Copy the records starting with the line with "Target: ivy vine" and going on through the line with "175,181 -> 236,223", swapping "large green leaf" for "big green leaf" and leaving everything else the same.
## start Data provided
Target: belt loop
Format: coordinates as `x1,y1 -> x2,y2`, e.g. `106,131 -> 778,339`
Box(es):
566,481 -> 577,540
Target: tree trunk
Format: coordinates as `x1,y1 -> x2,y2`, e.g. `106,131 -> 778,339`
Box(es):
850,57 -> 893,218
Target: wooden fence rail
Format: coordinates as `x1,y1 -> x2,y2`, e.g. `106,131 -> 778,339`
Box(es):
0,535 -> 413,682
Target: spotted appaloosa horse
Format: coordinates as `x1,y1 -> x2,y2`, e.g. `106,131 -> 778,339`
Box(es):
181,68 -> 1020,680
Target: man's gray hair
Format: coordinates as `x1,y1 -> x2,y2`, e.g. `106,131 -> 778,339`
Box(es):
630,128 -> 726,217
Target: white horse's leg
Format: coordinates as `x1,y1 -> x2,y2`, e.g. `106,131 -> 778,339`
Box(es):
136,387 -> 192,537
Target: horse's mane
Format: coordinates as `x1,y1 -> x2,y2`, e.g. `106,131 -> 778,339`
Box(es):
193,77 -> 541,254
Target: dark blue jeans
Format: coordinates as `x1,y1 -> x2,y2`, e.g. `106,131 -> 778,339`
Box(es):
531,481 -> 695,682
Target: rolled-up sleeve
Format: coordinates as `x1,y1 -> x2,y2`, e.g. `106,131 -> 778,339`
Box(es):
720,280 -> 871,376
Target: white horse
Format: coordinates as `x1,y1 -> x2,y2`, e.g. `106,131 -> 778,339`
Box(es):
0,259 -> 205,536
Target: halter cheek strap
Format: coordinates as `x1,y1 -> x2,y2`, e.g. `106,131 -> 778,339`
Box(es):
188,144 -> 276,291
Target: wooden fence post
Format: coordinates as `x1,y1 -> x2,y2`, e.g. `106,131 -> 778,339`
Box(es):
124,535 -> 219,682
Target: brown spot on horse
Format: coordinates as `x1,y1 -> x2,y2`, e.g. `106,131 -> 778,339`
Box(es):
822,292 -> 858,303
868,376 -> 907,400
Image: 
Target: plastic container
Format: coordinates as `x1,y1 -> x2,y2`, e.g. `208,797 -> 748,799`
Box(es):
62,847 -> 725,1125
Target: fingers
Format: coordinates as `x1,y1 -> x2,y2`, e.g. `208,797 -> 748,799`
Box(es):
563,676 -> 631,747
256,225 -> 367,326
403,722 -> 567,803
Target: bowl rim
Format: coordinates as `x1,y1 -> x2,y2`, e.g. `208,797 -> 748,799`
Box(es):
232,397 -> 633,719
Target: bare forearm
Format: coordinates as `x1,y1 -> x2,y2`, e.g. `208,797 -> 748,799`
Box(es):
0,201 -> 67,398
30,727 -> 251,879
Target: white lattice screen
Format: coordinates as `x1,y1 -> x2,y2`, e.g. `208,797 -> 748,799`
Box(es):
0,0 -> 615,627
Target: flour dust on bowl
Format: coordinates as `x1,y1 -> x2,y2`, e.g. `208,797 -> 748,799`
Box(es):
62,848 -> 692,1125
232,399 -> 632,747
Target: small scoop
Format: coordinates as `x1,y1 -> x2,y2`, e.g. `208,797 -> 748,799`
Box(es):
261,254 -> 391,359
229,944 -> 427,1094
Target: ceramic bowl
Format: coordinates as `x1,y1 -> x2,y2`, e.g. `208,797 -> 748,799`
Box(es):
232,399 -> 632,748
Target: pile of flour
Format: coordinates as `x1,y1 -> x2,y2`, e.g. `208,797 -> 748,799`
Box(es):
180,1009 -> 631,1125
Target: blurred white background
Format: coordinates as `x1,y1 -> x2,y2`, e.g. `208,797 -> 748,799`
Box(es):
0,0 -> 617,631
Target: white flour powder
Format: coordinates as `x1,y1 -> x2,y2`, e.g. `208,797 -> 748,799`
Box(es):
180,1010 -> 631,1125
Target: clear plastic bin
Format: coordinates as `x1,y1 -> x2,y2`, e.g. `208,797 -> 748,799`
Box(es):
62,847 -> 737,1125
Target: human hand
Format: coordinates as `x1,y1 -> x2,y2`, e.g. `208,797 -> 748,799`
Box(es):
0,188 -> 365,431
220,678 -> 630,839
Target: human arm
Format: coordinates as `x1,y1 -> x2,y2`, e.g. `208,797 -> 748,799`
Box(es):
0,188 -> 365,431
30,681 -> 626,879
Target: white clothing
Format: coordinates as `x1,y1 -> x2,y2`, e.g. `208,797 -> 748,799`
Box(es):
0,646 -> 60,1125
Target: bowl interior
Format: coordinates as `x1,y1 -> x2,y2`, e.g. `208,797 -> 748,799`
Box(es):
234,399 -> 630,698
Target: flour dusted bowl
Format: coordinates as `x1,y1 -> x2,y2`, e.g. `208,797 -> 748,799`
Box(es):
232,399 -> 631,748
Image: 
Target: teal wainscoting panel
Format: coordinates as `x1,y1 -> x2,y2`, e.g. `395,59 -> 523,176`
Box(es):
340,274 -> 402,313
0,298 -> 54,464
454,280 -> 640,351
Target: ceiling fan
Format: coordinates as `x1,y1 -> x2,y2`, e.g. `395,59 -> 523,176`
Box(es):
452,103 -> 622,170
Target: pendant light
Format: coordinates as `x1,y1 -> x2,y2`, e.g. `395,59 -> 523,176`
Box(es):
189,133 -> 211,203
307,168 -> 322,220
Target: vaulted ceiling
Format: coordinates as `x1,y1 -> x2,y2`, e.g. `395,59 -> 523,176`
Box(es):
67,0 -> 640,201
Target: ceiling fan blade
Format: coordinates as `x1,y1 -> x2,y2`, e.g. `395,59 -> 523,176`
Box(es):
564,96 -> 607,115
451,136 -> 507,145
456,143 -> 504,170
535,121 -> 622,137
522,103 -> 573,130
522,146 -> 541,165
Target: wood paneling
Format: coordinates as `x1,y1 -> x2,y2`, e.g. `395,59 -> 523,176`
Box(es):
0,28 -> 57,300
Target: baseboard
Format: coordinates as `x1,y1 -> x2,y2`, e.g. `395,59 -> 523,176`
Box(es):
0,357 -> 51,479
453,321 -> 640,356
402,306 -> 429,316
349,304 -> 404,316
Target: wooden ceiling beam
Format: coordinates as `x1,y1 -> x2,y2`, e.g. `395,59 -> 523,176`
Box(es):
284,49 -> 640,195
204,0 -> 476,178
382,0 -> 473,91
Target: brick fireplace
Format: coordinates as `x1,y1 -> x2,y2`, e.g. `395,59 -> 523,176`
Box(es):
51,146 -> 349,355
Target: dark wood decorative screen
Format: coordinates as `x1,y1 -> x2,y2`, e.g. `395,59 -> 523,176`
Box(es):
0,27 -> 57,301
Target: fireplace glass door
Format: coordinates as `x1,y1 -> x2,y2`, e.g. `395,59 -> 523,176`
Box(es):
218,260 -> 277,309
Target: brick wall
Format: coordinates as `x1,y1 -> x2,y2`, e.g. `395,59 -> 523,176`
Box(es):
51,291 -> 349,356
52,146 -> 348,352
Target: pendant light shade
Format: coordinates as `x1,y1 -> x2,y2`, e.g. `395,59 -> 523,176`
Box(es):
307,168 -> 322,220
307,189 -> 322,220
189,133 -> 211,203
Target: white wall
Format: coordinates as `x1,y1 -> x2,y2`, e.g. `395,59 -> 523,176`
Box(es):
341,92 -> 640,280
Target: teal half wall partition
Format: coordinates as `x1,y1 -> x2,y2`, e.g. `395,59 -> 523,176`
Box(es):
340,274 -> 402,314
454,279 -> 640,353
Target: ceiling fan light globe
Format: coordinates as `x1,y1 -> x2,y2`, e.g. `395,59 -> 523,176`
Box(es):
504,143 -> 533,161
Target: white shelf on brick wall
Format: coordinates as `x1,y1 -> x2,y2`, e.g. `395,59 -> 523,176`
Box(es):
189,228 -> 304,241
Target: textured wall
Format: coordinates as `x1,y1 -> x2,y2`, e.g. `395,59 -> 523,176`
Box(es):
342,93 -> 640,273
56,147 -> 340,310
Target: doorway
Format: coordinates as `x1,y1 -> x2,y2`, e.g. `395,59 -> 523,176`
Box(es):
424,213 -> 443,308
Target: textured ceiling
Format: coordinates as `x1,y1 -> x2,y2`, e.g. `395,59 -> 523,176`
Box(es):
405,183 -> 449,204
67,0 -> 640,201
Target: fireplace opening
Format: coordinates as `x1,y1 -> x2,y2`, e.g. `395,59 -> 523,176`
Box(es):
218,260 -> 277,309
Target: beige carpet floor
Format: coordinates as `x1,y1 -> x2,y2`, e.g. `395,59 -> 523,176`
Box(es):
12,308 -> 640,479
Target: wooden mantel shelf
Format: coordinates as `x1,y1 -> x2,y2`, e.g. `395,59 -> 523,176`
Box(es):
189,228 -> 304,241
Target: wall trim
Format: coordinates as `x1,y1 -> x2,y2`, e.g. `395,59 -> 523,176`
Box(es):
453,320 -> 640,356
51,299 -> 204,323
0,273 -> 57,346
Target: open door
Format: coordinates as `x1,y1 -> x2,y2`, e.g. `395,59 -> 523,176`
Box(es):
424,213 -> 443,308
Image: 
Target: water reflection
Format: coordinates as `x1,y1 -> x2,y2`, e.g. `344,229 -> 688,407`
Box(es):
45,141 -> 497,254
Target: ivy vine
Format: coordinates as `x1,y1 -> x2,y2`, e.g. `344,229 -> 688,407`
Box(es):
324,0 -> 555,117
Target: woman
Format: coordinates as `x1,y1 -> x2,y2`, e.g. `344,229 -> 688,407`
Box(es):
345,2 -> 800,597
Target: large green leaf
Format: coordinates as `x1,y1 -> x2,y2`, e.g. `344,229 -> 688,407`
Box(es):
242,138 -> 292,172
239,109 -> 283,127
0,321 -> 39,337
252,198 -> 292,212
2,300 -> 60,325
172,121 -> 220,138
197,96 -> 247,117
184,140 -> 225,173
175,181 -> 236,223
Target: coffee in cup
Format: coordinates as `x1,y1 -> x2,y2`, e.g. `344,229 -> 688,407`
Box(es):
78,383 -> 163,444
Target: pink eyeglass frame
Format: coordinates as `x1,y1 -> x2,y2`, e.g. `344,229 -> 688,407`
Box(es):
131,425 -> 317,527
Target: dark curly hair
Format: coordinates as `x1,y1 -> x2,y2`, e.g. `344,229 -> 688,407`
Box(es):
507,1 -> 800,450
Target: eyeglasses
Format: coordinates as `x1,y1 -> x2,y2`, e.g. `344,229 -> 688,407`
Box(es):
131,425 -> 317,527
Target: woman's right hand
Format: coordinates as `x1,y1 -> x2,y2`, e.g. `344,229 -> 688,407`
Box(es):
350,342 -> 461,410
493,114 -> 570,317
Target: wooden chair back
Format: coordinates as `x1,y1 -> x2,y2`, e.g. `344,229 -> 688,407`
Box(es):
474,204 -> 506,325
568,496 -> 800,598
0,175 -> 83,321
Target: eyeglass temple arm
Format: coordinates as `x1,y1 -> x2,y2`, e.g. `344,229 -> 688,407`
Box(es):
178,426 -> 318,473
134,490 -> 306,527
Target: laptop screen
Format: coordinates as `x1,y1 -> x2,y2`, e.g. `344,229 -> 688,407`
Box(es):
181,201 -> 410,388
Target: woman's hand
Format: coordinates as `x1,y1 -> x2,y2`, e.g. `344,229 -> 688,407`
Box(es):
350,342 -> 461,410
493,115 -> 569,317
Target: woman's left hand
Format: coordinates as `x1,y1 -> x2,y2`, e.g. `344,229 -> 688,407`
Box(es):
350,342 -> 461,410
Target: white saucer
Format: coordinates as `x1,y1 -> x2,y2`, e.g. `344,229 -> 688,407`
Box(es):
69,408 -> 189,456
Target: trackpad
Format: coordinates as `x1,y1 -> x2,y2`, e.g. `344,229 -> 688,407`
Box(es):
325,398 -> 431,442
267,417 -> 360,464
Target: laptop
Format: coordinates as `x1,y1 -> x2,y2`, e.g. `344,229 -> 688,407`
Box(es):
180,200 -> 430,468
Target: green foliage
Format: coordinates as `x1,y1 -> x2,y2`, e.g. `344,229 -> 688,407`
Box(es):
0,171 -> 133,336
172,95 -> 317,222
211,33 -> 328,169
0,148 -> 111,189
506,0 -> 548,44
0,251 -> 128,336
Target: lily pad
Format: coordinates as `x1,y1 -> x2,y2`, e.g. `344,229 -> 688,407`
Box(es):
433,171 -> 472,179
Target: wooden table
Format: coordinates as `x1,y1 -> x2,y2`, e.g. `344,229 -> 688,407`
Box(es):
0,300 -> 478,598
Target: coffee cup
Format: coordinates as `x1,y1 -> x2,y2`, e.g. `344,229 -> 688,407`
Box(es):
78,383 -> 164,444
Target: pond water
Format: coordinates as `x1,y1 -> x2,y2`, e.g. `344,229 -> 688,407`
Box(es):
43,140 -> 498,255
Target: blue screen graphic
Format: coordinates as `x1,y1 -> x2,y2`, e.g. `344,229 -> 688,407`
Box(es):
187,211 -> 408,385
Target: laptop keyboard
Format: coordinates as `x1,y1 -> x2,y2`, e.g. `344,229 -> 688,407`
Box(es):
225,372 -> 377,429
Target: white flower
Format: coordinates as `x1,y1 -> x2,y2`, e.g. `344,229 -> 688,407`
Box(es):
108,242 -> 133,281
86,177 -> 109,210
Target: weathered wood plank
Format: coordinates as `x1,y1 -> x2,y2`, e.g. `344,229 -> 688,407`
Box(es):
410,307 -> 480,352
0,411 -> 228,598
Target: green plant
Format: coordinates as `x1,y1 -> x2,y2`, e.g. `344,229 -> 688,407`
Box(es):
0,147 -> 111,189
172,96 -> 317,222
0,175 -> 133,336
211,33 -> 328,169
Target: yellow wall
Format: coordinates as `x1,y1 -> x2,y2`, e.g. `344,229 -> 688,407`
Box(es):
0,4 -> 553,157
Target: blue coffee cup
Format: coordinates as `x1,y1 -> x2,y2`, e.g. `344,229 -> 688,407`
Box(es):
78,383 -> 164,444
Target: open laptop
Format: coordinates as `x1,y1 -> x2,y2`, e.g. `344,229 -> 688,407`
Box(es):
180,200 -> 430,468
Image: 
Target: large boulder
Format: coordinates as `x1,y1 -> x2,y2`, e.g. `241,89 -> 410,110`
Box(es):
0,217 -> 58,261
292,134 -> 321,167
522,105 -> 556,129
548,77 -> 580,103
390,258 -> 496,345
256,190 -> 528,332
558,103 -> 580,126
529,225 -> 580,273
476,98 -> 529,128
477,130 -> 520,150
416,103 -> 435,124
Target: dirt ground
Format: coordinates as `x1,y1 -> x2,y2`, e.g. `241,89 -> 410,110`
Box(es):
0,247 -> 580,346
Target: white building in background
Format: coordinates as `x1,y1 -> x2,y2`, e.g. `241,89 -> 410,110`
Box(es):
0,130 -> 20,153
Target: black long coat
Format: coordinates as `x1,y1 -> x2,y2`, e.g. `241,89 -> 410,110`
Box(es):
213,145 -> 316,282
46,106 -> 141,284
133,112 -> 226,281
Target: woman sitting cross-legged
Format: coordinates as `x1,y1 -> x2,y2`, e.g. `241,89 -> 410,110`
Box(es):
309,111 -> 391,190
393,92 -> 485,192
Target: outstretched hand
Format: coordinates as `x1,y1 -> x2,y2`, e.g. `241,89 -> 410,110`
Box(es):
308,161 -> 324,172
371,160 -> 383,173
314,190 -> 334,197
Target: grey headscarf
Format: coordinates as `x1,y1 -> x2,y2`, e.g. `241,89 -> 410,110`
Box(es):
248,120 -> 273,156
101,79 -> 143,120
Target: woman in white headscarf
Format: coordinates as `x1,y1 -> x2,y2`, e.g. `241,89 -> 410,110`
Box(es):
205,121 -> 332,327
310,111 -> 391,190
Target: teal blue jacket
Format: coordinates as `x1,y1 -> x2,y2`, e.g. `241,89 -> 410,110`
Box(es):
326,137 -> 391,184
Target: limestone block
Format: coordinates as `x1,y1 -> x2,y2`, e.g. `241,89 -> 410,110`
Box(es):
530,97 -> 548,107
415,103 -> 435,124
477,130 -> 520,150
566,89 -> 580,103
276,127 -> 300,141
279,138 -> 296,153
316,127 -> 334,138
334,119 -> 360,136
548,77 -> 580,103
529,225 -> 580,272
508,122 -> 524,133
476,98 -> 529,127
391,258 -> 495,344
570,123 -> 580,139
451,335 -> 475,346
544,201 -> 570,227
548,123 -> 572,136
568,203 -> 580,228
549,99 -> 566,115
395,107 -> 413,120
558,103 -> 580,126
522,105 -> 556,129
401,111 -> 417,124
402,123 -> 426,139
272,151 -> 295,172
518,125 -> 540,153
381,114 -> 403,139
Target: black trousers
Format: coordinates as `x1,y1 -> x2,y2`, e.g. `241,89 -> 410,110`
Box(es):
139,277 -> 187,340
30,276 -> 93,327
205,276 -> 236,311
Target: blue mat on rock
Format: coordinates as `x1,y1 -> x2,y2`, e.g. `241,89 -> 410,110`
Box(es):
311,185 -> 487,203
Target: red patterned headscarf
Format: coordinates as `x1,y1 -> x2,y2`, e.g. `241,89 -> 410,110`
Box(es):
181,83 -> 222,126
## end Data provided
- **Exercise response**
Target: ivy vine
Format: coordinates as `x1,y1 -> x2,y2`, e.g. `344,229 -> 688,407`
Box(es):
324,0 -> 555,117
Target: woman
Format: coordinates as `x1,y1 -> x2,y2`, e.g. `344,229 -> 688,407`
Box(es):
345,2 -> 800,597
Target: big green leaf
Format: coordinates as `x1,y1 -> x2,y2`, e.g. `344,229 -> 688,407`
Box(es):
242,138 -> 292,172
239,109 -> 283,127
0,321 -> 39,337
252,198 -> 292,212
2,300 -> 60,325
172,121 -> 220,138
197,96 -> 247,117
184,140 -> 225,173
175,181 -> 236,223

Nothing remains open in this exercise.